(Records from a point annotation dataset)
------------------------------------------------

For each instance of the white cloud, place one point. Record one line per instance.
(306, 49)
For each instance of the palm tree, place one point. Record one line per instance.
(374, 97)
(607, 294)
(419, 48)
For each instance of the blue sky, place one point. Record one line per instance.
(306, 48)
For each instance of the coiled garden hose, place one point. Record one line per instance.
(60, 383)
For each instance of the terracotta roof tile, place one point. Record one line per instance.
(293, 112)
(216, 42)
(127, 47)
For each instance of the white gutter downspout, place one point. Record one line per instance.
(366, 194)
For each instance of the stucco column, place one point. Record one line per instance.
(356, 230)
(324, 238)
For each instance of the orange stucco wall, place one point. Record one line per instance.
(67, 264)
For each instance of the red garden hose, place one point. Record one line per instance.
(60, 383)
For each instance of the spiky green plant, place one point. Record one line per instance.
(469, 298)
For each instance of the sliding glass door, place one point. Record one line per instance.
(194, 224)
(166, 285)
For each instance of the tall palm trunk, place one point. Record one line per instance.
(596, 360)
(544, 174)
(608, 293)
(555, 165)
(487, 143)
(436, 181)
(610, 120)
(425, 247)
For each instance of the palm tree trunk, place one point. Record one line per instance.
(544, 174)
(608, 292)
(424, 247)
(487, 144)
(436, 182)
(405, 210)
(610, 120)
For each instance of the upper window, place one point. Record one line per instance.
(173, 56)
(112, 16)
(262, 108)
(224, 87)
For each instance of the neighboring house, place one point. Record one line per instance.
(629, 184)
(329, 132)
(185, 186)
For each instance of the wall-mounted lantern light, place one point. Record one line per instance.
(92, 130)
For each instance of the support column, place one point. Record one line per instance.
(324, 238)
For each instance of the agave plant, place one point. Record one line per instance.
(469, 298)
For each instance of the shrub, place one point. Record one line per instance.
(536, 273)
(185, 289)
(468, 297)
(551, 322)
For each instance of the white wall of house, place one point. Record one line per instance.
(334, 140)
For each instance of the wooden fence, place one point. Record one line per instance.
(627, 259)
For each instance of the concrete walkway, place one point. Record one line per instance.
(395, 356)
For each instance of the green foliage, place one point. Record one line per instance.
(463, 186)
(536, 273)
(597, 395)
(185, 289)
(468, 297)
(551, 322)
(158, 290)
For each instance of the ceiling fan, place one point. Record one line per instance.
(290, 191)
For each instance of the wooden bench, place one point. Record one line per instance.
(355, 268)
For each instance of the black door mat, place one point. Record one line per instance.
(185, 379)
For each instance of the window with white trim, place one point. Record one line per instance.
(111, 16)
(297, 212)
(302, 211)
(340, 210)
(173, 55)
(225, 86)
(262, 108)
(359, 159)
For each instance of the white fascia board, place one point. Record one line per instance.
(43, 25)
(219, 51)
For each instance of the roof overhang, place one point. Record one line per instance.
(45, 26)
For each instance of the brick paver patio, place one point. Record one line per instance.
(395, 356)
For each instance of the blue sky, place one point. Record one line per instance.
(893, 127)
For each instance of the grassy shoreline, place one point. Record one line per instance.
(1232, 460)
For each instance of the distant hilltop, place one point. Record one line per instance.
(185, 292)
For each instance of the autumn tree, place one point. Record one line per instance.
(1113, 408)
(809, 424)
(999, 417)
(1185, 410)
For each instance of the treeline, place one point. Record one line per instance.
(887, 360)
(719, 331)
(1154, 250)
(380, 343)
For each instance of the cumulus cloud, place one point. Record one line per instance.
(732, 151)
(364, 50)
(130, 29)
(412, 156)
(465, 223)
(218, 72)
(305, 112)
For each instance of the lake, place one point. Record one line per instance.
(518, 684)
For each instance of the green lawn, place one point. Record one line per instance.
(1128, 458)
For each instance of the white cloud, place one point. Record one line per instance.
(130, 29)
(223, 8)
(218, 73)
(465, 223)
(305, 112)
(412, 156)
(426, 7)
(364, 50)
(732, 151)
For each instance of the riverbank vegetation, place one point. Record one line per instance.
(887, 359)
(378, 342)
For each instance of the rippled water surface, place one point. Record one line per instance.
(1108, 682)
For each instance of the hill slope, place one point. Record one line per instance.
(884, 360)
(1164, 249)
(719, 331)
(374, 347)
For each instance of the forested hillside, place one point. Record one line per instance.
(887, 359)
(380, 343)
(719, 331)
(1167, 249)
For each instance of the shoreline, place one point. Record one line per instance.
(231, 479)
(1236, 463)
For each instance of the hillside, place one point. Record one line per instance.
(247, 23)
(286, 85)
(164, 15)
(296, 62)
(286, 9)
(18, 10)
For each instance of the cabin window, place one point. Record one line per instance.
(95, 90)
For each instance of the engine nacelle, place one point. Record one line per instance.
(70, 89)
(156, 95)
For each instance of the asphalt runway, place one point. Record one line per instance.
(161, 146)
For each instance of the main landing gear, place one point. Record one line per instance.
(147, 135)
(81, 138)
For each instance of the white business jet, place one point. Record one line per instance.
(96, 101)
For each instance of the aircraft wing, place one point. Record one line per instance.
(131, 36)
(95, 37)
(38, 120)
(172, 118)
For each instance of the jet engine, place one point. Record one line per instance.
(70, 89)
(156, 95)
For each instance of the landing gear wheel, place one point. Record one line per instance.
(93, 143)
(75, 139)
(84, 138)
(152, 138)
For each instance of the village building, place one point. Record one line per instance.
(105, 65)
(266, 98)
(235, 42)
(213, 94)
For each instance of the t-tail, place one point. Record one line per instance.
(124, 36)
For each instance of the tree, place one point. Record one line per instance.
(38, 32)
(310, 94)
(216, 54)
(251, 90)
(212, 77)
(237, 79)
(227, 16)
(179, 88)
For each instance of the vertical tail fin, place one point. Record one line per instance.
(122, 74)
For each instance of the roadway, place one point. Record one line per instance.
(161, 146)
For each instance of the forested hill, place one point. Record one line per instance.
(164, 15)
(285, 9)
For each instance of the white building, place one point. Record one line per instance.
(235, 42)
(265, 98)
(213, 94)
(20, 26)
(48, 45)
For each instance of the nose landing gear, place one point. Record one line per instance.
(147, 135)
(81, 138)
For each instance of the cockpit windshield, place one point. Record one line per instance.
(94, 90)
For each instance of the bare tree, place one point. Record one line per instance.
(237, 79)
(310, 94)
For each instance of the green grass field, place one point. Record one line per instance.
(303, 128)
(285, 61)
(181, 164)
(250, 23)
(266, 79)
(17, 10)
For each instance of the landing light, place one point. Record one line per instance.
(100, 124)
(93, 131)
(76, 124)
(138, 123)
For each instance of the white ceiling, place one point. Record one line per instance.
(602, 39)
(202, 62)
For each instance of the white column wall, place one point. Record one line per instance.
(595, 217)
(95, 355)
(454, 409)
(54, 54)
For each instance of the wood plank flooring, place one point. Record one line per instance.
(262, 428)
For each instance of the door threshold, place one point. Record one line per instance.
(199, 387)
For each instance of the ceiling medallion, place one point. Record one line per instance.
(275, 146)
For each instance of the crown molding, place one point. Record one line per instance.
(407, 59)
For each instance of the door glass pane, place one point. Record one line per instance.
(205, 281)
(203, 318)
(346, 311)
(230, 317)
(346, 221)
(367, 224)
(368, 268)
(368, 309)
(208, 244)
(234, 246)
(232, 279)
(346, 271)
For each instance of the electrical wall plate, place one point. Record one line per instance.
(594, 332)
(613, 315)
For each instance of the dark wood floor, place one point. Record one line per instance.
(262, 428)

------------------------------------------------

*Stated task*.
Express the lines above as a JSON list of strings, with one string for each line and any blank lines omitted.

*Written reply*.
[
  "For each instance of the white cloud, place one point. Record one line per instance.",
  "(306, 49)",
  "For each instance of the palm tree, place one point. Record one line per instance.",
  "(374, 97)",
  "(607, 294)",
  "(419, 48)",
  "For each instance of the blue sky, place one point. Record one line per instance.",
  "(306, 48)",
  "For each instance of the coiled garden hose, place one point. Record one line per instance.",
  "(60, 383)",
  "For each instance of the terracotta roof tile, place one point. Record one line per instance.",
  "(293, 112)",
  "(216, 42)",
  "(127, 47)",
  "For each instance of the white gutter downspout, place one point. Record one line per instance.",
  "(366, 194)",
  "For each instance of the stucco column, place one point. Record one line per instance.",
  "(356, 230)",
  "(324, 238)",
  "For each instance of the orange stucco wall, place one point. Record one line per instance.",
  "(67, 264)",
  "For each instance of the red garden hose, place one point. Record one line per instance.",
  "(60, 383)",
  "For each instance of the spiky green plant, place one point. Record one line per instance.",
  "(469, 298)",
  "For each instance of the sliding glass door, place one point. Record one line per instance.",
  "(194, 224)",
  "(166, 285)",
  "For each instance of the tall palm trunk, place one point. Record one line per instance.",
  "(596, 360)",
  "(544, 174)",
  "(608, 293)",
  "(555, 165)",
  "(487, 143)",
  "(436, 181)",
  "(610, 120)",
  "(425, 247)",
  "For each instance of the palm tree trunk, place one point. Record one line per instance.",
  "(544, 174)",
  "(608, 292)",
  "(424, 247)",
  "(487, 144)",
  "(436, 182)",
  "(405, 210)",
  "(610, 120)",
  "For each instance of the upper window, place one point. Record one line per instance.",
  "(173, 56)",
  "(112, 16)",
  "(262, 108)",
  "(224, 87)",
  "For each instance of the neighboring house, place one point. Record one line per instance.",
  "(629, 184)",
  "(329, 132)",
  "(185, 186)",
  "For each instance of the wall-mounted lantern light, place one point. Record one line per instance.",
  "(92, 130)",
  "For each instance of the support column, place one point. Record one line per instance.",
  "(324, 238)",
  "For each instance of the agave plant, place one point. Record one line per instance.",
  "(469, 298)",
  "For each instance of the shrub, place one point. Record one line per instance.",
  "(536, 273)",
  "(185, 289)",
  "(468, 297)",
  "(551, 322)",
  "For each instance of the white wall of house, place one point. Record one line per instance.",
  "(334, 140)",
  "For each instance of the wooden fence, place one point. Record one line per instance.",
  "(627, 259)",
  "For each instance of the concrete walkway, place one point. Record one line per instance.",
  "(395, 356)",
  "For each instance of the green foliage, place one point. Record one line per instance.",
  "(463, 186)",
  "(536, 273)",
  "(597, 395)",
  "(185, 289)",
  "(468, 297)",
  "(551, 322)",
  "(158, 290)",
  "For each instance of the ceiling fan, place one point. Record one line per instance.",
  "(290, 191)",
  "For each instance of the wooden bench, place one point. Record one line per instance.",
  "(355, 268)",
  "For each instance of the black door mat, place one point. Record one line per instance.",
  "(185, 379)",
  "For each instance of the window with white trim, place one point. Record one line per instance.",
  "(111, 16)",
  "(297, 212)",
  "(302, 211)",
  "(340, 210)",
  "(173, 55)",
  "(225, 86)",
  "(262, 108)",
  "(359, 159)",
  "For each instance of the white fascia board, place one point. Record one line per instance.",
  "(43, 25)",
  "(219, 51)",
  "For each instance of the roof overhang, place one point. Record one line per instance.",
  "(45, 26)",
  "For each instance of the brick paver patio, place one point. Record one line per instance.",
  "(395, 356)",
  "For each instance of the blue sky, place one point. Record one line per instance.",
  "(893, 127)",
  "For each instance of the grassy shoreline, place one point. Record one line per instance.",
  "(1232, 460)",
  "For each instance of the distant hilltop, place one point. Record one line per instance.",
  "(185, 292)",
  "For each instance of the autumn tree, place one point. Record one line per instance.",
  "(1113, 408)",
  "(809, 424)",
  "(999, 417)",
  "(1185, 410)",
  "For each instance of the treeline, place one point. Record one line per instance.",
  "(887, 360)",
  "(719, 331)",
  "(1154, 250)",
  "(380, 343)",
  "For each instance of the cumulus cloud, place one point. Record one line per instance.",
  "(732, 151)",
  "(364, 50)",
  "(130, 29)",
  "(412, 156)",
  "(465, 223)",
  "(218, 72)",
  "(305, 112)",
  "For each instance of the lake, place one point. Record one line per instance.",
  "(518, 684)",
  "For each instance of the green lawn, place one point. Record one line per instance.",
  "(1128, 458)",
  "For each instance of the white cloud, place one point. Record one line per instance.",
  "(130, 29)",
  "(223, 8)",
  "(218, 73)",
  "(465, 223)",
  "(305, 112)",
  "(412, 156)",
  "(426, 7)",
  "(364, 50)",
  "(732, 151)",
  "For each instance of the riverbank vegetation, place one point. Record one line per instance.",
  "(887, 359)",
  "(378, 342)",
  "For each instance of the rippled water surface, place one point. Record one line per instance.",
  "(1108, 682)",
  "For each instance of the hill slope, place one point. Record one line per instance.",
  "(884, 360)",
  "(1164, 249)",
  "(719, 331)",
  "(374, 347)",
  "For each instance of the forested hillside, place one point. Record one line per instance.",
  "(887, 359)",
  "(380, 343)",
  "(719, 331)",
  "(1167, 249)",
  "For each instance of the shoreline, place one point. Record one line per instance.",
  "(231, 479)",
  "(1236, 463)",
  "For each instance of the hillside, place one point. Record one line per instance.",
  "(247, 23)",
  "(286, 85)",
  "(164, 15)",
  "(296, 62)",
  "(286, 9)",
  "(18, 10)",
  "For each instance of the cabin window, place one point. Record one line per instance.",
  "(95, 90)",
  "For each instance of the engine nacelle, place one point. Record one line per instance.",
  "(70, 89)",
  "(156, 95)",
  "For each instance of the asphalt runway, place one point. Record one line per instance.",
  "(161, 146)",
  "For each instance of the main landing gear, place one point. Record one line per instance.",
  "(147, 135)",
  "(81, 138)",
  "For each instance of the white business jet, place one point. Record one line per instance.",
  "(96, 101)",
  "For each instance of the aircraft wing, place one point. Record one line per instance.",
  "(131, 36)",
  "(95, 37)",
  "(38, 120)",
  "(172, 118)",
  "For each instance of the jet engine, place one point. Record one line per instance.",
  "(70, 89)",
  "(156, 95)",
  "For each instance of the landing gear wheel, place one point. Record one line per instance.",
  "(93, 143)",
  "(75, 139)",
  "(84, 138)",
  "(152, 138)",
  "For each instance of the village building, place one point. Record one line per instance.",
  "(105, 65)",
  "(266, 98)",
  "(235, 42)",
  "(213, 94)",
  "For each instance of the t-tail, place one point. Record one line per instance.",
  "(124, 36)",
  "For each instance of the tree, place one point. Record one line per instance.",
  "(38, 32)",
  "(310, 94)",
  "(216, 54)",
  "(251, 90)",
  "(212, 77)",
  "(237, 79)",
  "(227, 16)",
  "(179, 88)",
  "For each instance of the vertical tail fin, place one point. Record one line per instance.",
  "(122, 74)",
  "For each instance of the roadway, place one point. Record one line per instance.",
  "(161, 146)",
  "For each instance of the forested hill, place one point. Record one line per instance.",
  "(164, 15)",
  "(285, 9)",
  "For each instance of the white building, place one point. Record one line per instance.",
  "(235, 42)",
  "(265, 98)",
  "(213, 94)",
  "(20, 26)",
  "(48, 45)",
  "For each instance of the nose landing gear, place one point. Record one line per instance.",
  "(147, 135)",
  "(81, 138)",
  "For each instance of the cockpit windshield, place one point. Record one line per instance.",
  "(94, 90)",
  "For each instance of the bare tree, place one point. Record one line per instance.",
  "(237, 79)",
  "(310, 94)",
  "For each instance of the green grass field, place one point. Record one line per instance.",
  "(303, 128)",
  "(285, 61)",
  "(181, 164)",
  "(250, 23)",
  "(266, 79)",
  "(17, 10)",
  "For each instance of the landing light, place one point. Record one line per instance.",
  "(100, 124)",
  "(93, 131)",
  "(76, 124)",
  "(138, 123)",
  "For each instance of the white ceiling, place one point. Record one line per instance.",
  "(602, 39)",
  "(202, 62)",
  "For each instance of the white column wall, place one point. Record one line per instance.",
  "(595, 217)",
  "(95, 355)",
  "(454, 409)",
  "(54, 54)",
  "For each instance of the wood plank flooring, place one point. Record one line per instance.",
  "(262, 428)",
  "For each instance of the door threshold, place one point. Record one line per instance.",
  "(199, 387)",
  "For each instance of the ceiling medallion, place one point. Record one line per instance.",
  "(275, 146)",
  "For each instance of the crown molding, place one point. Record one line per instance.",
  "(407, 59)",
  "For each instance of the door glass pane, place one point. Record one line per instance.",
  "(205, 281)",
  "(203, 318)",
  "(346, 311)",
  "(230, 317)",
  "(346, 221)",
  "(367, 224)",
  "(368, 268)",
  "(368, 309)",
  "(208, 244)",
  "(234, 246)",
  "(232, 279)",
  "(346, 271)",
  "For each instance of the electrical wall plate, place one point. Record one line per instance.",
  "(594, 332)",
  "(613, 315)",
  "For each instance of the dark wood floor, place one point. Record one line per instance.",
  "(262, 428)"
]